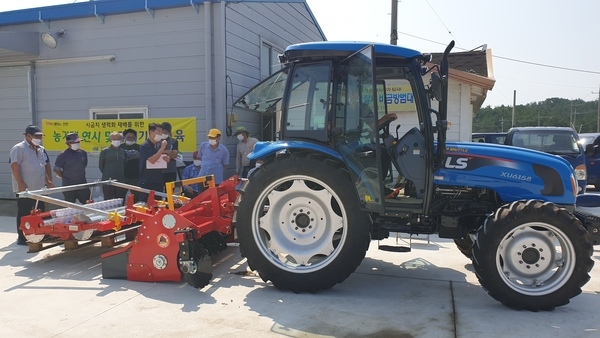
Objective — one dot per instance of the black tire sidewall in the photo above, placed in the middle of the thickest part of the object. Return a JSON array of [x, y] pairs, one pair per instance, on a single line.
[[503, 222], [357, 223]]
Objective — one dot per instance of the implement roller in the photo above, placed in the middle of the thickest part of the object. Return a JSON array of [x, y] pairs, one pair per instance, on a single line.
[[174, 238]]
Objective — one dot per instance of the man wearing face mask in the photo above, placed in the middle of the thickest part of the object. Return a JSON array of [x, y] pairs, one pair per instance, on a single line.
[[170, 174], [30, 167], [70, 167], [214, 156], [151, 152], [192, 171], [112, 166], [244, 147]]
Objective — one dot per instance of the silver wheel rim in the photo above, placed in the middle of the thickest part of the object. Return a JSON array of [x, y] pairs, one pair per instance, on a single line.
[[299, 223], [536, 259]]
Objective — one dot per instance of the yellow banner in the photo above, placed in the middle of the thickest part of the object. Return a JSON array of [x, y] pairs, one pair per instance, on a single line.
[[95, 134]]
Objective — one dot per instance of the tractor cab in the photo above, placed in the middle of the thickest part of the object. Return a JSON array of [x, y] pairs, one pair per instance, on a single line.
[[366, 105]]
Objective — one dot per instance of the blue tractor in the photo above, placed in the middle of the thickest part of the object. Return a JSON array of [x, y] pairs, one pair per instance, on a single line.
[[305, 218]]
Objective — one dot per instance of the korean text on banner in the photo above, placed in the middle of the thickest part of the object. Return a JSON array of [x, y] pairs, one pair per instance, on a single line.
[[95, 134]]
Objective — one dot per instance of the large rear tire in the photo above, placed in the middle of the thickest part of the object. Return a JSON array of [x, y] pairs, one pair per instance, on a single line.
[[299, 223], [465, 246], [532, 255]]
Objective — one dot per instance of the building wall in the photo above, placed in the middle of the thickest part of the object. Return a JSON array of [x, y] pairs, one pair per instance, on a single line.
[[248, 26], [16, 109], [159, 62]]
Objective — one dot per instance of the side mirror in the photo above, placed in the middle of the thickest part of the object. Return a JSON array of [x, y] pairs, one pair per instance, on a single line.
[[590, 149], [435, 87]]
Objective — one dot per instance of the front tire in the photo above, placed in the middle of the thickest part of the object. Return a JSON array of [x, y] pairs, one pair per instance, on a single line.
[[532, 255], [299, 223]]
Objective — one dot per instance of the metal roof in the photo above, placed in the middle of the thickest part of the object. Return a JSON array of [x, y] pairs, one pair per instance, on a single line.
[[102, 8]]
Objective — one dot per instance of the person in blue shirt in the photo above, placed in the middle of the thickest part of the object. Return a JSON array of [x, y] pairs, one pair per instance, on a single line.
[[70, 166], [214, 156], [191, 171], [152, 151]]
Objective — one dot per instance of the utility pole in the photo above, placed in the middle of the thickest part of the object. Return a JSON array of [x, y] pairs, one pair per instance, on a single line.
[[394, 34], [598, 125], [514, 104]]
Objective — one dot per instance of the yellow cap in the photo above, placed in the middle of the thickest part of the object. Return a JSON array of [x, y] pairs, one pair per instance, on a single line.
[[214, 132]]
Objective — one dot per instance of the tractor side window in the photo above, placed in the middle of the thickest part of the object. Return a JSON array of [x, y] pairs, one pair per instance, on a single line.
[[308, 102]]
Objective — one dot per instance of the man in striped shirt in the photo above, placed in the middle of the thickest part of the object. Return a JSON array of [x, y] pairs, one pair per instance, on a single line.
[[31, 170]]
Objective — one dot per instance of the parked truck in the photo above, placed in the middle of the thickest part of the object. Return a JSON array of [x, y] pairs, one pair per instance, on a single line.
[[306, 217]]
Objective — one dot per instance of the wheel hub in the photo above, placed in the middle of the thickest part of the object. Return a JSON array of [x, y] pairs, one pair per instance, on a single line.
[[302, 220], [530, 256]]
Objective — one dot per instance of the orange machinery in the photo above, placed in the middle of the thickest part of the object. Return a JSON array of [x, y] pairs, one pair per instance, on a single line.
[[168, 239]]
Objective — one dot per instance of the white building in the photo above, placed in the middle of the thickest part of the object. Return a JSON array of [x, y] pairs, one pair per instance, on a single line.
[[126, 59]]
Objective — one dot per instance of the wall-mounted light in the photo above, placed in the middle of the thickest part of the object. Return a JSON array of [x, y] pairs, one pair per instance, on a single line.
======
_Work to complete:_
Could you reproduce the listing verbatim, starting at the line that contains "Objective — one dot per instance of the man in" and stopping after the line that contains "[[302, 220], [530, 256]]"?

_Result below:_
Objective — one dot per instance of the man in striped shirt in the photo above, placed in the middle of the thickest part of the object. Return a JSON array of [x, y] pairs, one pair per instance, on a single line.
[[31, 170]]
Objective — one dot per instance of the parked truck in the photo above, placed in the middle of the thickest part of the object. Return a JSON array of [x, y] pairs, one pair per instance, on a single line.
[[306, 217]]
Objective — one dot per instance of the wheel hub in the photo above, placed in the middle of the thickest part of the object. Return a JSON array of [x, y] pairs, one pair per instance, on a single line.
[[302, 220], [530, 256]]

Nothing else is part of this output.